[Natural-language object grounding data]
<<<<

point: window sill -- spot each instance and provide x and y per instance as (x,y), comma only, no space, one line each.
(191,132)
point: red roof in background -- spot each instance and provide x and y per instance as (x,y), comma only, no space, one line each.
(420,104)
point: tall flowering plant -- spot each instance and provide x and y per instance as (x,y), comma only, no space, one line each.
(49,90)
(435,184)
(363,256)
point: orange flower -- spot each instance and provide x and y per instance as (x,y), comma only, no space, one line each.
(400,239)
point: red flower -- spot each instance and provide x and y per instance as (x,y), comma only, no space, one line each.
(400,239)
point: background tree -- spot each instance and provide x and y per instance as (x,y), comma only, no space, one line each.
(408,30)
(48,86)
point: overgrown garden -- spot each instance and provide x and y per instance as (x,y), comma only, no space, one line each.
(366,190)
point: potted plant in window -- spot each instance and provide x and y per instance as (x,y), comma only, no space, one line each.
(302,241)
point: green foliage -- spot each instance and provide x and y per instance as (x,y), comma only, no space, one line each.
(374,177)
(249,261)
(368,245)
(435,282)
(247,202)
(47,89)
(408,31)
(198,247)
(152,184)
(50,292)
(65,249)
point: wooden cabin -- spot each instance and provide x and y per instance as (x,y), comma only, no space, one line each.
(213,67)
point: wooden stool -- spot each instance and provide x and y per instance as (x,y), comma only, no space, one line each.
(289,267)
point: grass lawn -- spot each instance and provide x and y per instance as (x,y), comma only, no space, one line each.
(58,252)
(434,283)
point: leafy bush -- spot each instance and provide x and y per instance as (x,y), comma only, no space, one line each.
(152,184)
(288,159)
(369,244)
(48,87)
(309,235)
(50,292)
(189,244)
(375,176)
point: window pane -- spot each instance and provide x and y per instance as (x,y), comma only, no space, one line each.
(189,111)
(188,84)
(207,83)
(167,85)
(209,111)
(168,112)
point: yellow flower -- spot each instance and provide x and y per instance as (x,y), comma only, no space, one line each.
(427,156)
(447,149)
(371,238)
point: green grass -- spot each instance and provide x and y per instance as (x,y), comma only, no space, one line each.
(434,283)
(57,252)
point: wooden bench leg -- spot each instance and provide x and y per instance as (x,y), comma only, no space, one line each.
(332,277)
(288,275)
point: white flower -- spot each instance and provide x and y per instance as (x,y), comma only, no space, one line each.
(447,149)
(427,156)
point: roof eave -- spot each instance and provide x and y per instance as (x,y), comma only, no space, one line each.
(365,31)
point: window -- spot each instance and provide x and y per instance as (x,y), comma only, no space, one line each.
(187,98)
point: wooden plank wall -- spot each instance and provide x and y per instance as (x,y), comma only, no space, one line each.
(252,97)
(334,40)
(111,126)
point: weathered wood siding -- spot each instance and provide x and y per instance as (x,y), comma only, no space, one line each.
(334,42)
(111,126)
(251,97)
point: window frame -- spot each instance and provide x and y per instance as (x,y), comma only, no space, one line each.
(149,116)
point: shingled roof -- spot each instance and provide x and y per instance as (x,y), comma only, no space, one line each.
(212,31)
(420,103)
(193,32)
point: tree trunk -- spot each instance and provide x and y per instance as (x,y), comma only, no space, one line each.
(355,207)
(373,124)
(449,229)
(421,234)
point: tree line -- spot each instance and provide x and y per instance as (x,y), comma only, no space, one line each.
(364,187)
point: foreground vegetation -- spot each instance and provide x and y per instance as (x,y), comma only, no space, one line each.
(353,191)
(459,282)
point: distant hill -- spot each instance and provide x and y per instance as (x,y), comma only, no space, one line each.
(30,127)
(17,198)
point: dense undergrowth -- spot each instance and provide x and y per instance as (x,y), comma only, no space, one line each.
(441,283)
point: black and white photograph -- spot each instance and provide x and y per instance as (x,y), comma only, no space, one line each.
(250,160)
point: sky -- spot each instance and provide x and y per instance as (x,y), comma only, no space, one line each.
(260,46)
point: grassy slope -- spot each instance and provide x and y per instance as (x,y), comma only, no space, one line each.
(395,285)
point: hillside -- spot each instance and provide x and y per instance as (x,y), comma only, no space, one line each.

>>>>

What you have to do |
An exact, complete copy of the records is the expected answer.

Response to the exercise |
point: window sill -- spot each instance and provide x and y per instance as (x,y), comma only, no space, one line each.
(191,132)
point: red roof in background -- spot each instance and provide x and y per instance as (x,y), comma only, no space, one line each.
(420,104)
point: tall flowering plant -- spot each instance and provide x and y per instance as (x,y), comma only, no space, one line each.
(49,90)
(435,184)
(363,256)
point: orange flower -- spot each instance and provide x and y per instance as (x,y), comma only, no space, one line each.
(400,239)
point: red flower -- spot each instance and provide x and y per instance as (x,y), comma only, no space, one line each.
(400,239)
point: background tree -- spot each instance and provide x and y per instance as (x,y), comma only, no space, one line each.
(408,30)
(48,86)
point: overgrown garden -- spot each instance and provide x and y per instance as (x,y), comma only, no space, one line each.
(366,190)
point: potted plant in window -- spot each instance and provide x and y per instance as (x,y), comma only, no space, one line each.
(302,241)
point: green foliage -- spot each instance and provide x and y per instance as (x,y), comma only, no space, one line each.
(374,177)
(249,261)
(368,245)
(435,282)
(247,202)
(47,89)
(408,31)
(198,247)
(152,184)
(50,292)
(65,249)
point: wooden cabin -- spot each instance and provide x and y per instance as (x,y), comma only, no space, one line each.
(213,67)
point: wooden stool -- spot each instance and provide x and y per instance as (x,y), comma only, no space, one line each.
(289,267)
point: grass lawn -- spot each instance and provide x and y per instance as (x,y), comma only, no space, one line each.
(58,252)
(434,283)
point: leafy bush -- spot each instance and provide x and y per instance as (x,y), comma only, no space, one line each.
(152,184)
(288,159)
(369,244)
(48,87)
(309,235)
(50,292)
(189,244)
(375,176)
point: window pane -- spot each instance and provide x and y per instance as (x,y), comma only, no space, one line each.
(189,111)
(188,84)
(207,83)
(167,85)
(209,111)
(168,112)
point: yellow flower -- spot each instance and provide x and y per instance as (x,y), comma only, no space, one line each.
(427,156)
(447,149)
(371,238)
point: green grass -- spot each instance and provide x and y per instance as (x,y), comma only, no space, one line each.
(434,283)
(57,252)
point: wooden bench leg -- spot each instance and provide x and y per instance as (x,y), comma only, no space, one line each.
(332,277)
(288,275)
point: white flower -- spot each instance and provide x and y per instance as (x,y), comma only, no space, one line each.
(447,149)
(427,156)
point: roof eave -- spot each instance and provide x and y per instance as (x,y), comma only, no space, one line each.
(365,31)
point: window -- spot each instance and provide x and y per instance as (x,y), comma only, no space, one line each.
(187,98)
point: wooden plank wall -- spot each instance and provide x and y per instance as (x,y), comma only, no space, one line each.
(252,97)
(334,40)
(111,126)
point: weathered wood siding -- spot each instance and provide x and y per instance as (x,y), comma only, no space, one line each.
(334,42)
(111,126)
(251,97)
point: window frame -- spot each instance and provide x and y per instance as (x,y), comma only, no space, one line each.
(149,116)
point: shingled roof -- spot each instance and provide x and y per instance as (x,y), comma only, no space, one line each.
(212,31)
(420,103)
(193,32)
point: tree trunk -- spot each instance and provide x and y per instance as (x,y), comma only, no space, one line each.
(355,207)
(373,124)
(449,229)
(421,234)
point: tree line -- spot each instance and provide x and y per instance as (x,y), comma only, no space, one line each.
(364,187)
point: foreground vegetation -- spot each instance and provide x and y per instance as (x,y), comma only, no space, one line each.
(353,191)
(459,282)
point: distant hill -- spot each instance and provide x and y per instance as (x,y), comma only, no space, one line each.
(30,127)
(17,198)
point: dense undergrowth -- spot each instance and provide x and y per instance as (x,y), comma only, no space, one line each.
(441,283)
point: black and white photograph -- spot each instance and provide x and y per instance as (x,y), comma only, no space, one line each.
(250,160)
point: sky -- spot each instance and provide x and y per instance as (x,y), comma only, no space, one line each.
(260,46)
point: grassy slope -- spot each instance and provide x and y per instance as (x,y), comma only, no space, one line each.
(395,285)
point: hillside -- spot each instance and provide x and y per instance as (x,y), comma only, no space, one line each.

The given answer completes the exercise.